- _Exercise objective_
Extract the full DBS 2Q24 investment summary that appears below, word for word and with nothing left out.

--- start Text provided ---

DBS CIO Insights 2Q24: A Broadening Rally | Bahasa

Indonesia.01 Apr 2024.0 min read
Indonesia, 01 Apr 2024 - 2Q24 Investment Summary

  • Macro Policy
Fed’s dotplot of three rate cuts through 2025 is in line with a soft landing. ECB could cut rates earlier on growth worries. Policy normalisation has begun at BOJ, China easing to continue.

  • Economic Outlook
Upbeat PMIs setting up for growth surprise globally amid stickier inflation. Visible uptick in Asia’s exports. Additional stimulus needed to achieve 5% growth target for China.

  • Equities
US equity rally to broaden on strong earnings and share buybacks while pro-growth policies should support China equity comeback. Stay neutral Japan and underweight Europe.

  • Credit
Opportunities in IG credit, bank capital securities, and MBS. As fiscal dominance drives curve steepening, the sweet spot lies in A/BBB credit within 3-5Y duration.

--- end Text provided ---
--- start Dataset extract ---

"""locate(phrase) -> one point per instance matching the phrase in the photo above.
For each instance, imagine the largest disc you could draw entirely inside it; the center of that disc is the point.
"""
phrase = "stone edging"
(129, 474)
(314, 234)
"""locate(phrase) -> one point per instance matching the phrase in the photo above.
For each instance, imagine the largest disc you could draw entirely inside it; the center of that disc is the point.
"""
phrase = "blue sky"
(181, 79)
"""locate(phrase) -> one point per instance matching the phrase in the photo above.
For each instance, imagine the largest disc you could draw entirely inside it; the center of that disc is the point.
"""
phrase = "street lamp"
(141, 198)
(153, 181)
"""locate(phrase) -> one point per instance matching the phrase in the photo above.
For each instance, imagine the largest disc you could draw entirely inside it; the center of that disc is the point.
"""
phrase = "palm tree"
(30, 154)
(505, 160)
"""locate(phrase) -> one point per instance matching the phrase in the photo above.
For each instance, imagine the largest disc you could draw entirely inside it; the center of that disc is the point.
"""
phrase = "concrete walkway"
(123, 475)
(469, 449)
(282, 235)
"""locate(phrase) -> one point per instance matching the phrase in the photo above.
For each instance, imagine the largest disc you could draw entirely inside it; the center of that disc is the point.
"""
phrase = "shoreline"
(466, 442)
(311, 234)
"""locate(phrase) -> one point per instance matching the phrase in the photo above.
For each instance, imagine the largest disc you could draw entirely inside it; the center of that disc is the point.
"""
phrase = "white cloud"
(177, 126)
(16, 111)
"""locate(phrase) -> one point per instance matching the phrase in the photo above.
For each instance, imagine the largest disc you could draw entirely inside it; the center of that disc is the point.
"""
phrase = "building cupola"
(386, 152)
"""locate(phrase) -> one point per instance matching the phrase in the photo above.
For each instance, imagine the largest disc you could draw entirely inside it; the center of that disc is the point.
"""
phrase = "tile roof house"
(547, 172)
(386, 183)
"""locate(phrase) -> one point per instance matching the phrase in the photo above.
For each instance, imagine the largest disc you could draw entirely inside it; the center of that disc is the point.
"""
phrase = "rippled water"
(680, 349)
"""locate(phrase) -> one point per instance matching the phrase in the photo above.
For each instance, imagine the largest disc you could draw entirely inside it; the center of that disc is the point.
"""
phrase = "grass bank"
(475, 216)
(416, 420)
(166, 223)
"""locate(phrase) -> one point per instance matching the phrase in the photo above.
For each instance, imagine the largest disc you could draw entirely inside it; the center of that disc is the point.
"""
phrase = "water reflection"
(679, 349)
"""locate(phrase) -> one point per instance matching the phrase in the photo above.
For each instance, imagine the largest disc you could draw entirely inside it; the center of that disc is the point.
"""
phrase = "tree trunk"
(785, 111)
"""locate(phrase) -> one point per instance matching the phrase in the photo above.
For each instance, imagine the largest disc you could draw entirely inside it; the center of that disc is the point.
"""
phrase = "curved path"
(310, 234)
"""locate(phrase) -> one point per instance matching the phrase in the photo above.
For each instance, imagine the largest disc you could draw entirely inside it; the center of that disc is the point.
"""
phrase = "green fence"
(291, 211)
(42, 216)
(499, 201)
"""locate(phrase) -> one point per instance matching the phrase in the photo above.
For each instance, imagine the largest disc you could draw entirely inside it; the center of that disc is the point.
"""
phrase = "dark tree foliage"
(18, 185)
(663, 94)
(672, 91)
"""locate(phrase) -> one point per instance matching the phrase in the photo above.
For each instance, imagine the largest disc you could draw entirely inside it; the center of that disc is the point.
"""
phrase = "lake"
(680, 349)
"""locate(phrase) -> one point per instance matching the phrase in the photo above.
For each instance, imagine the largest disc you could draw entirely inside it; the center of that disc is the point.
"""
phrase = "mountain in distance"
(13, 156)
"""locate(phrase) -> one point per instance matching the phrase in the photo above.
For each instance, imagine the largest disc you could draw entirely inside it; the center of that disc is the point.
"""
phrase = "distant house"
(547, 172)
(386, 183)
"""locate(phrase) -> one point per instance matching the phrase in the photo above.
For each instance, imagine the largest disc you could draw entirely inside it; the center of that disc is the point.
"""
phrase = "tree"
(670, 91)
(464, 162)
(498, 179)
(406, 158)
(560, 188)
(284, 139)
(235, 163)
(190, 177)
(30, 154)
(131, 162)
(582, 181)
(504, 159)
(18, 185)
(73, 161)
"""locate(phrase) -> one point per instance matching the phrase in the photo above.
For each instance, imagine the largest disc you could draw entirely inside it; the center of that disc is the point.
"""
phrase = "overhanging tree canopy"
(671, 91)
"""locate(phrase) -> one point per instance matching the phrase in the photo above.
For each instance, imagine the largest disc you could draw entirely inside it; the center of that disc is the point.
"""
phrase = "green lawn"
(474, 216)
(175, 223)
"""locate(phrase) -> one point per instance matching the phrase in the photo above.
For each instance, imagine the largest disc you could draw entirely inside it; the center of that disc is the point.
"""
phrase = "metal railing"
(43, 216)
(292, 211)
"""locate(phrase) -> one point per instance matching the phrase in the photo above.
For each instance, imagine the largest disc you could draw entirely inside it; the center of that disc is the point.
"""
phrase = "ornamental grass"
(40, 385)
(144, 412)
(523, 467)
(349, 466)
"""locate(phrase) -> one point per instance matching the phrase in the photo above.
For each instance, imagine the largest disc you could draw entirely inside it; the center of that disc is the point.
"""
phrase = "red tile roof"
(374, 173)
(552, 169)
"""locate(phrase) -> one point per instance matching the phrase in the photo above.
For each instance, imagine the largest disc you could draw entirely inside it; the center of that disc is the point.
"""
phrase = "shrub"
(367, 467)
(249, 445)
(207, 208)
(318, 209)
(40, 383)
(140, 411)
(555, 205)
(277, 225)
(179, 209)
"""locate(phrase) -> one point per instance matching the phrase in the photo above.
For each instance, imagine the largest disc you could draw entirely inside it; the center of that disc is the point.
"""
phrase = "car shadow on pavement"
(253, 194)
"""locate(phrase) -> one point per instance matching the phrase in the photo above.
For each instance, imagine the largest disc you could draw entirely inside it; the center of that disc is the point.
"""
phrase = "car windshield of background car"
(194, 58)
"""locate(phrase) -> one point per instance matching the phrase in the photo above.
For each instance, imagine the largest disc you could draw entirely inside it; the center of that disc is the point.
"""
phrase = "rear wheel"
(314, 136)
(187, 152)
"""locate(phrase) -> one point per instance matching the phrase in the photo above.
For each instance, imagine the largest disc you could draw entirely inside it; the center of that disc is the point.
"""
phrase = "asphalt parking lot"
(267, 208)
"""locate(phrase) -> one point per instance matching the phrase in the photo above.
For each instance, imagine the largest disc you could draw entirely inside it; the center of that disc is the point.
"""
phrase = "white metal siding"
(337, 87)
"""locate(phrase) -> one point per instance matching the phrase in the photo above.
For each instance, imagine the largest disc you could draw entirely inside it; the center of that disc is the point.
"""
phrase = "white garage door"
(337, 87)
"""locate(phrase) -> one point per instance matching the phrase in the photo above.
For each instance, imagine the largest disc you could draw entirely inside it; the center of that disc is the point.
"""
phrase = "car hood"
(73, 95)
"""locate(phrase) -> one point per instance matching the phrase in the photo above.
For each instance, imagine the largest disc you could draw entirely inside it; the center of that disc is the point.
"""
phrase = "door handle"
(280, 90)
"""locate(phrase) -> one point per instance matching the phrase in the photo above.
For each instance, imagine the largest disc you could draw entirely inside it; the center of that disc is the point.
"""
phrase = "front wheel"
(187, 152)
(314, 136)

--- end Dataset extract ---

- _Answer_
DBS CIO Insights 2Q24: A Broadening Rally | Bahasa

Indonesia.01 Apr 2024.0 min read
Indonesia, 01 Apr 2024 - 2Q24 Investment Summary

  • Macro Policy
Fed’s dotplot of three rate cuts through 2025 is in line with a soft landing. ECB could cut rates earlier on growth worries. Policy normalisation has begun at BOJ, China easing to continue.

  • Economic Outlook
Upbeat PMIs setting up for growth surprise globally amid stickier inflation. Visible uptick in Asia’s exports. Additional stimulus needed to achieve 5% growth target for China.

  • Equities
US equity rally to broaden on strong earnings and share buybacks while pro-growth policies should support China equity comeback. Stay neutral Japan and underweight Europe.

  • Credit
Opportunities in IG credit, bank capital securities, and MBS. As fiscal dominance drives curve steepening, the sweet spot lies in A/BBB credit within 3-5Y duration.